**WHAT YOU HAVE TO DO**. Your task is to reproduce the material exactly.

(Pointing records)

——————

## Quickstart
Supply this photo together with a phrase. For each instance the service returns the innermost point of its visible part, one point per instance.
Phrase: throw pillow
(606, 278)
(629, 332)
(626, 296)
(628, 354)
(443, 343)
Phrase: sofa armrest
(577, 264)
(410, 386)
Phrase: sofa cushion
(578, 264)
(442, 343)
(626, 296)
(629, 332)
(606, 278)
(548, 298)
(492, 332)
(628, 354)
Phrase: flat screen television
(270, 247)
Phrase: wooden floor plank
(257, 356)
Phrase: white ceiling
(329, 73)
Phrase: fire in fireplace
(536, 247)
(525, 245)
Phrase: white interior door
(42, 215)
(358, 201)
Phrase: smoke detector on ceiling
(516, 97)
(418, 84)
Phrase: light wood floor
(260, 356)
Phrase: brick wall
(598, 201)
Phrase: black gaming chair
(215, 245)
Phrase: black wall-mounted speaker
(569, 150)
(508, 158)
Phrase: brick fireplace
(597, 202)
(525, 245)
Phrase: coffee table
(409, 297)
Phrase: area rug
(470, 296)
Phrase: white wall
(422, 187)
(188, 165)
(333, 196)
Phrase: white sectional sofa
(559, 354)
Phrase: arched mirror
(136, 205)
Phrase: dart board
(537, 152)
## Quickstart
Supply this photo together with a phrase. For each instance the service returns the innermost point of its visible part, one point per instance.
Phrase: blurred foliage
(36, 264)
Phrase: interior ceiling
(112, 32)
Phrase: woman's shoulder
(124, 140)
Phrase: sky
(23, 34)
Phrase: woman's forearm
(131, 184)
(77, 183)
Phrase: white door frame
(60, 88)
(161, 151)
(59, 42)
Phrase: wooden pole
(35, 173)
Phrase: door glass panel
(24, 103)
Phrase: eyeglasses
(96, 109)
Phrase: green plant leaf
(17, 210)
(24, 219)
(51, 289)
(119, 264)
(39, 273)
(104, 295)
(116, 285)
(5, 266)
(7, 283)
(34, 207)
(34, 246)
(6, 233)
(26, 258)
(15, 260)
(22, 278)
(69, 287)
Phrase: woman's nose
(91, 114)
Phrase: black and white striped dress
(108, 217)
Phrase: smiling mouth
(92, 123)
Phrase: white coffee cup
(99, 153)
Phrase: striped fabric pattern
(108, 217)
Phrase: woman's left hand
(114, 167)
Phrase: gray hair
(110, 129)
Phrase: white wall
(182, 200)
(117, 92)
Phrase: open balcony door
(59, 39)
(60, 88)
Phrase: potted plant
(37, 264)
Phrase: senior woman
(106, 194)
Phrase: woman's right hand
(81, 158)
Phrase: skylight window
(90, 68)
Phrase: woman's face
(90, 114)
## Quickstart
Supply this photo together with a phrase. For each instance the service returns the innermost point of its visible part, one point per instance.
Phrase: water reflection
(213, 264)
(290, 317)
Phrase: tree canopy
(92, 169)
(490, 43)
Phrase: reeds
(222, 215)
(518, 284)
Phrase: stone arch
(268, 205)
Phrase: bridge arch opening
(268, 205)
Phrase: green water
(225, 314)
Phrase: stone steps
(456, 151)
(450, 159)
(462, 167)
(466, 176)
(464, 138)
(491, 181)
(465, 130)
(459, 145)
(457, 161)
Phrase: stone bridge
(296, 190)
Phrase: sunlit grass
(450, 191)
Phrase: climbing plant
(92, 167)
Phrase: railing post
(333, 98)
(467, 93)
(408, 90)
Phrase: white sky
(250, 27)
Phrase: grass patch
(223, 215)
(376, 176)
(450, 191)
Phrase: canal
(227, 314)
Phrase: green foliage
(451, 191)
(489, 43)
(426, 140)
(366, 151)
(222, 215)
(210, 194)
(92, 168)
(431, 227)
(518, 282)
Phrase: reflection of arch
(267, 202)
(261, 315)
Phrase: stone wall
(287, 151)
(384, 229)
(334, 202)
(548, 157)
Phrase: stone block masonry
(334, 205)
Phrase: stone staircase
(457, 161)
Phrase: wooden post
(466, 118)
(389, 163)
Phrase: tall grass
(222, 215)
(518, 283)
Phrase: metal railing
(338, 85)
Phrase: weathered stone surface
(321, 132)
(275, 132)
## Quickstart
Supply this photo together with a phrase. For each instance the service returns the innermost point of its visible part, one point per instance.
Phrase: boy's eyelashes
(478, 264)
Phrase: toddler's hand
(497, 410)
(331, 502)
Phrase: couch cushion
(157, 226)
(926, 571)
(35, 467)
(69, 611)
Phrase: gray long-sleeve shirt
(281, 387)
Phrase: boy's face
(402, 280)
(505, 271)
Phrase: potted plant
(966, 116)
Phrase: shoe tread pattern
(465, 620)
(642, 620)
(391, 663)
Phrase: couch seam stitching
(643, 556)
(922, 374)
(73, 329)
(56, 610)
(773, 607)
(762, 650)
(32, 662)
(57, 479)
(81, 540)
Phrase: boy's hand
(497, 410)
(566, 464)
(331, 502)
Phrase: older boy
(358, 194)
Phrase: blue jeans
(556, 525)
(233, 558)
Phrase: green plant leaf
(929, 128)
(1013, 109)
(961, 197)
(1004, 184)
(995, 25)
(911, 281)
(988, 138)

——————

**RESULT OF THE TASK**.
## Quickstart
Supply this photo together with a phrase. For each instance the service returns the innermost point of its visible part, one point per instance.
Phrase: throw pillow
(606, 278)
(629, 332)
(626, 296)
(628, 354)
(443, 343)
Phrase: sofa armrest
(577, 264)
(410, 386)
Phrase: sofa cushion
(578, 264)
(442, 343)
(626, 296)
(629, 332)
(606, 278)
(548, 298)
(492, 332)
(628, 354)
Phrase: flat screen television
(270, 247)
Phrase: wooden floor plank
(257, 356)
Phrase: white ceiling
(329, 73)
Phrase: fire in fireplace
(536, 247)
(525, 245)
Phrase: white interior door
(42, 215)
(358, 201)
Phrase: smoke detector on ceiling
(516, 97)
(418, 84)
Phrase: light wood floor
(260, 356)
Phrase: brick wall
(598, 201)
Phrase: black gaming chair
(215, 245)
Phrase: black wall-mounted speaker
(569, 150)
(508, 158)
Phrase: brick fireplace
(597, 202)
(525, 245)
Phrase: coffee table
(409, 297)
Phrase: area rug
(470, 296)
Phrase: white wall
(422, 187)
(188, 165)
(333, 196)
Phrase: white sectional sofa
(559, 354)
Phrase: arched mirror
(136, 205)
Phrase: dart board
(537, 152)
## Quickstart
Supply this photo together with a phrase. For each instance the service returns the innermost point of its visible part, one point per instance.
Phrase: blurred foliage
(36, 264)
Phrase: interior ceiling
(112, 32)
Phrase: woman's shoulder
(124, 140)
Phrase: sky
(23, 34)
Phrase: woman's forearm
(131, 184)
(77, 183)
Phrase: white door frame
(60, 88)
(161, 151)
(59, 42)
Phrase: wooden pole
(35, 173)
Phrase: door glass panel
(24, 103)
Phrase: eyeglasses
(96, 109)
Phrase: green plant leaf
(17, 210)
(24, 219)
(51, 289)
(119, 264)
(39, 273)
(104, 295)
(116, 285)
(5, 266)
(7, 283)
(34, 207)
(34, 246)
(6, 233)
(26, 258)
(15, 260)
(22, 278)
(69, 287)
Phrase: woman's nose
(91, 114)
Phrase: black and white striped dress
(108, 217)
Phrase: smiling mouth
(92, 123)
Phrase: white coffee cup
(99, 153)
Phrase: striped fabric pattern
(108, 217)
Phrase: woman's left hand
(114, 167)
Phrase: gray hair
(110, 129)
Phrase: white wall
(182, 200)
(117, 92)
Phrase: open balcony door
(59, 39)
(60, 88)
Phrase: potted plant
(37, 264)
Phrase: senior woman
(106, 194)
Phrase: woman's right hand
(81, 158)
Phrase: skylight window
(90, 68)
Phrase: woman's face
(90, 114)
## Quickstart
Supply this photo together with a phrase. For each instance the service returns the innermost point of its visible part, one point per instance.
Phrase: water reflection
(213, 264)
(290, 317)
Phrase: tree canopy
(92, 169)
(490, 43)
Phrase: reeds
(222, 215)
(518, 284)
Phrase: stone arch
(268, 205)
Phrase: bridge arch opening
(268, 205)
Phrase: green water
(225, 314)
Phrase: stone steps
(456, 151)
(450, 159)
(462, 167)
(466, 176)
(464, 138)
(491, 181)
(465, 130)
(459, 145)
(457, 161)
Phrase: stone bridge
(296, 190)
Phrase: sunlit grass
(450, 191)
Phrase: climbing plant
(92, 167)
Phrase: railing post
(333, 98)
(467, 93)
(408, 90)
Phrase: white sky
(250, 27)
Phrase: grass patch
(223, 215)
(376, 176)
(450, 191)
Phrase: canal
(227, 314)
Phrase: green foliage
(451, 191)
(489, 43)
(426, 140)
(366, 151)
(222, 215)
(210, 194)
(92, 168)
(431, 227)
(518, 282)
Phrase: reflection of arch
(267, 202)
(261, 315)
Phrase: stone wall
(287, 151)
(384, 229)
(334, 202)
(548, 157)
Phrase: stone block masonry
(334, 205)
Phrase: stone staircase
(457, 161)
Phrase: wooden post
(466, 118)
(389, 163)
Phrase: tall grass
(222, 215)
(518, 283)
Phrase: metal railing
(338, 85)
Phrase: weathered stone surface
(321, 132)
(275, 132)
## Quickstart
Supply this photo together with a phrase. For each instance the service returns the innermost point of its visible part, one point per instance.
Phrase: boy's eyelashes
(478, 264)
Phrase: toddler's hand
(497, 410)
(331, 502)
Phrase: couch cushion
(157, 226)
(926, 571)
(35, 467)
(69, 611)
Phrase: gray long-sleeve shirt
(281, 387)
Phrase: boy's face
(402, 280)
(505, 271)
Phrase: potted plant
(966, 116)
Phrase: shoe tread pattern
(465, 620)
(642, 620)
(391, 663)
Phrase: couch seam stitching
(643, 556)
(922, 374)
(73, 329)
(56, 610)
(773, 607)
(762, 650)
(32, 662)
(57, 479)
(81, 540)
Phrase: boy's hand
(497, 410)
(566, 464)
(331, 502)
Phrase: older boy
(358, 194)
Phrase: blue jeans
(556, 525)
(233, 558)
Phrase: green plant leaf
(929, 128)
(1013, 109)
(961, 197)
(1004, 184)
(995, 25)
(911, 281)
(988, 138)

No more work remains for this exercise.